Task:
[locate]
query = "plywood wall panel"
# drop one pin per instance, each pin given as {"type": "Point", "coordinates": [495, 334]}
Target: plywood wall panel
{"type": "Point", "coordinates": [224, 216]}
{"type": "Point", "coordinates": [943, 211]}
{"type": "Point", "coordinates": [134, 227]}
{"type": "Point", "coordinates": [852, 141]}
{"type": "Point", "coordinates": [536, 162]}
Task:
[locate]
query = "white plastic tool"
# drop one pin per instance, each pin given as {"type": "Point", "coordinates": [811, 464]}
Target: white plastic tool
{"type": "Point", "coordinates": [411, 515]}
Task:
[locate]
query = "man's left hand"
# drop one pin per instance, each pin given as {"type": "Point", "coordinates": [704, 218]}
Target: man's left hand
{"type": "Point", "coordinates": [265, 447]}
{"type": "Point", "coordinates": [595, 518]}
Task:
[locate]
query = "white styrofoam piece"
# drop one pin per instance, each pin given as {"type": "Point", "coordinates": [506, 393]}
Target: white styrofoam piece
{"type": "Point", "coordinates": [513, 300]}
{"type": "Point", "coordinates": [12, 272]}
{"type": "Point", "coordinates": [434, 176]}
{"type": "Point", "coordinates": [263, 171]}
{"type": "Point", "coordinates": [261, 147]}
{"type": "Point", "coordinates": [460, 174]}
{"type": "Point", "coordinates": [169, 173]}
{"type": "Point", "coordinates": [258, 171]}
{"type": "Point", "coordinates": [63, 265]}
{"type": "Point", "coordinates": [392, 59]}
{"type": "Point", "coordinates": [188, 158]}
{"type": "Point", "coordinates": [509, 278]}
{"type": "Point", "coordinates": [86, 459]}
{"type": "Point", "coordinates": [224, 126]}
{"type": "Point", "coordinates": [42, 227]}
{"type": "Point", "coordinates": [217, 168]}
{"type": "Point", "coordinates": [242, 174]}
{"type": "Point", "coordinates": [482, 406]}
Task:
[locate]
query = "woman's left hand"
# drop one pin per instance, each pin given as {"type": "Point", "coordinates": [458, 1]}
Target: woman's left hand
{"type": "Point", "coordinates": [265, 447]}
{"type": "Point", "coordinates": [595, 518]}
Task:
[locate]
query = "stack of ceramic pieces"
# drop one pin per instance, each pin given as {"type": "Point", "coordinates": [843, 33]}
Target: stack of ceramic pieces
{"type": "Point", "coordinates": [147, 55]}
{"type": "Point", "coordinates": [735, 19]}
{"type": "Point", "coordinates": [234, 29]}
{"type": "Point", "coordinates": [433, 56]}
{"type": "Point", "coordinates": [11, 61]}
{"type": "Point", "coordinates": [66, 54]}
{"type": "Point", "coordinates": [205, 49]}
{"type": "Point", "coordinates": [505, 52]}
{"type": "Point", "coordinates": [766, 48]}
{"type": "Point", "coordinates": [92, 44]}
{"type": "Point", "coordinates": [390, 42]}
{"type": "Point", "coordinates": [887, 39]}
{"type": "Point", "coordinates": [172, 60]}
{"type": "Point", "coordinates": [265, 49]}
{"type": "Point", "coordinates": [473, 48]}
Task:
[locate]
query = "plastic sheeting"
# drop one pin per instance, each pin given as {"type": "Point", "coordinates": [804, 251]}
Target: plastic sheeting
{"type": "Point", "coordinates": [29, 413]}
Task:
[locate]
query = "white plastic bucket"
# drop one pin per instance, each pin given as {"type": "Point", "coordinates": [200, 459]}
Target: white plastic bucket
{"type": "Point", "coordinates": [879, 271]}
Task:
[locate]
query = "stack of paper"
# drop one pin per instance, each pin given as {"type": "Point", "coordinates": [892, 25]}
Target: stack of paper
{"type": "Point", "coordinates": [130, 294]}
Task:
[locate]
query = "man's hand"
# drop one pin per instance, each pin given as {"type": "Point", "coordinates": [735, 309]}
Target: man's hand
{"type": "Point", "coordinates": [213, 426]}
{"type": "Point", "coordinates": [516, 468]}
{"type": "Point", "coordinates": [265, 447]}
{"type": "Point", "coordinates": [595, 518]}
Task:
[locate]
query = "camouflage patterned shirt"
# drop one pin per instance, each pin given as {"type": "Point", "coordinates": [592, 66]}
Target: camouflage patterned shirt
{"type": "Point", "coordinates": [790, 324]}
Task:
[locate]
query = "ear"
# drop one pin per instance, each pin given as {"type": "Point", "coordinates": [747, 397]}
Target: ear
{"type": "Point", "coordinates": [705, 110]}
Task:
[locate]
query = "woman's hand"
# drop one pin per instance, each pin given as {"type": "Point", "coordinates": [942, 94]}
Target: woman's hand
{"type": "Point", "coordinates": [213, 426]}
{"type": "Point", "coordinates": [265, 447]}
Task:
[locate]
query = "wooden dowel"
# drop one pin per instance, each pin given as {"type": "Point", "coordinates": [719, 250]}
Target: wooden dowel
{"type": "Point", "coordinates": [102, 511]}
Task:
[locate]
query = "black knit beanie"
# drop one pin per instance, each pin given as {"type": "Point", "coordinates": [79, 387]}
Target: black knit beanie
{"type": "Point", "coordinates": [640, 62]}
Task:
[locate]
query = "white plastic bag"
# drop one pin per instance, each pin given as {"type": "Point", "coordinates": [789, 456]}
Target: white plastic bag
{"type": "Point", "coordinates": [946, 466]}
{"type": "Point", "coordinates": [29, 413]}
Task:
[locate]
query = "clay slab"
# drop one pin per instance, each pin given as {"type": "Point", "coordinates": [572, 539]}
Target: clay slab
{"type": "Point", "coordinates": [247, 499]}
————
**The request:** All of the data needs to be reproduced exactly, with no line missing.

**Expected answer:**
Task:
[locate]
query = "plywood wall panel"
# drop one pin per instance, each pin given as {"type": "Point", "coordinates": [495, 334]}
Target: plywood wall panel
{"type": "Point", "coordinates": [224, 216]}
{"type": "Point", "coordinates": [943, 211]}
{"type": "Point", "coordinates": [134, 227]}
{"type": "Point", "coordinates": [852, 141]}
{"type": "Point", "coordinates": [536, 162]}
Task:
[locate]
query = "white plastic tool"
# drop one pin per instance, each pin given as {"type": "Point", "coordinates": [811, 464]}
Target: white plastic tool
{"type": "Point", "coordinates": [411, 515]}
Task:
[locate]
query = "man's left hand"
# drop one pin per instance, each pin given as {"type": "Point", "coordinates": [704, 218]}
Target: man's left hand
{"type": "Point", "coordinates": [265, 447]}
{"type": "Point", "coordinates": [595, 518]}
Task:
[locate]
query = "white styrofoam piece"
# drop one pin per instance, each pin given as {"type": "Point", "coordinates": [506, 393]}
Target: white styrofoam piece
{"type": "Point", "coordinates": [513, 300]}
{"type": "Point", "coordinates": [12, 272]}
{"type": "Point", "coordinates": [434, 176]}
{"type": "Point", "coordinates": [263, 171]}
{"type": "Point", "coordinates": [261, 147]}
{"type": "Point", "coordinates": [460, 174]}
{"type": "Point", "coordinates": [169, 173]}
{"type": "Point", "coordinates": [258, 171]}
{"type": "Point", "coordinates": [63, 265]}
{"type": "Point", "coordinates": [392, 59]}
{"type": "Point", "coordinates": [188, 158]}
{"type": "Point", "coordinates": [509, 278]}
{"type": "Point", "coordinates": [86, 459]}
{"type": "Point", "coordinates": [224, 126]}
{"type": "Point", "coordinates": [42, 227]}
{"type": "Point", "coordinates": [217, 168]}
{"type": "Point", "coordinates": [242, 174]}
{"type": "Point", "coordinates": [482, 406]}
Task:
[locate]
query = "woman's left hand"
# drop one pin per instance, each pin given as {"type": "Point", "coordinates": [458, 1]}
Target: woman's left hand
{"type": "Point", "coordinates": [265, 447]}
{"type": "Point", "coordinates": [595, 518]}
Task:
[locate]
query = "stack of ceramic pieces"
# drop one pin per instance, each pin given as {"type": "Point", "coordinates": [843, 33]}
Target: stack of ceramic pieces
{"type": "Point", "coordinates": [147, 55]}
{"type": "Point", "coordinates": [735, 19]}
{"type": "Point", "coordinates": [234, 29]}
{"type": "Point", "coordinates": [433, 56]}
{"type": "Point", "coordinates": [11, 61]}
{"type": "Point", "coordinates": [66, 54]}
{"type": "Point", "coordinates": [205, 49]}
{"type": "Point", "coordinates": [505, 52]}
{"type": "Point", "coordinates": [766, 48]}
{"type": "Point", "coordinates": [92, 44]}
{"type": "Point", "coordinates": [390, 42]}
{"type": "Point", "coordinates": [887, 39]}
{"type": "Point", "coordinates": [172, 60]}
{"type": "Point", "coordinates": [265, 49]}
{"type": "Point", "coordinates": [473, 48]}
Task:
[locate]
query = "plastic sheeting"
# drop one pin per instance, each pin given as {"type": "Point", "coordinates": [804, 251]}
Target: plastic sheeting
{"type": "Point", "coordinates": [29, 413]}
Task:
[locate]
query = "white plastic bucket"
# drop one pin per instance, each pin given as {"type": "Point", "coordinates": [200, 459]}
Target: white plastic bucket
{"type": "Point", "coordinates": [879, 271]}
Task:
[locate]
query = "stack of paper"
# drop one pin per instance, each pin given as {"type": "Point", "coordinates": [892, 25]}
Target: stack of paper
{"type": "Point", "coordinates": [130, 294]}
Task:
[locate]
query = "man's hand"
# drop one pin per instance, each pin given as {"type": "Point", "coordinates": [735, 309]}
Target: man's hand
{"type": "Point", "coordinates": [213, 426]}
{"type": "Point", "coordinates": [516, 468]}
{"type": "Point", "coordinates": [265, 447]}
{"type": "Point", "coordinates": [595, 518]}
Task:
[locate]
query = "camouflage patterned shirt"
# drop one pin per instance, each pin given as {"type": "Point", "coordinates": [592, 66]}
Target: camouflage patterned shirt
{"type": "Point", "coordinates": [790, 324]}
Task:
[locate]
query = "ear"
# drop one pin per instance, each pin given as {"type": "Point", "coordinates": [747, 397]}
Target: ear
{"type": "Point", "coordinates": [705, 110]}
Task:
[locate]
query = "woman's hand"
# drop one pin per instance, each pin given as {"type": "Point", "coordinates": [942, 94]}
Target: woman's hand
{"type": "Point", "coordinates": [213, 426]}
{"type": "Point", "coordinates": [265, 447]}
Task:
[locate]
query = "wooden dowel"
# drop one pin per instance, each pin given as {"type": "Point", "coordinates": [719, 250]}
Target: wooden dowel
{"type": "Point", "coordinates": [102, 511]}
Task:
[locate]
query = "black knit beanie"
# drop one pin per instance, each pin given as {"type": "Point", "coordinates": [79, 387]}
Target: black knit beanie
{"type": "Point", "coordinates": [640, 62]}
Task:
[locate]
query = "white plastic bag"
# drop one pin per instance, each pin given as {"type": "Point", "coordinates": [789, 456]}
Target: white plastic bag
{"type": "Point", "coordinates": [946, 466]}
{"type": "Point", "coordinates": [29, 413]}
Task:
[locate]
query = "clay slab"
# drop one pin per instance, each pin given as {"type": "Point", "coordinates": [572, 539]}
Target: clay slab
{"type": "Point", "coordinates": [247, 499]}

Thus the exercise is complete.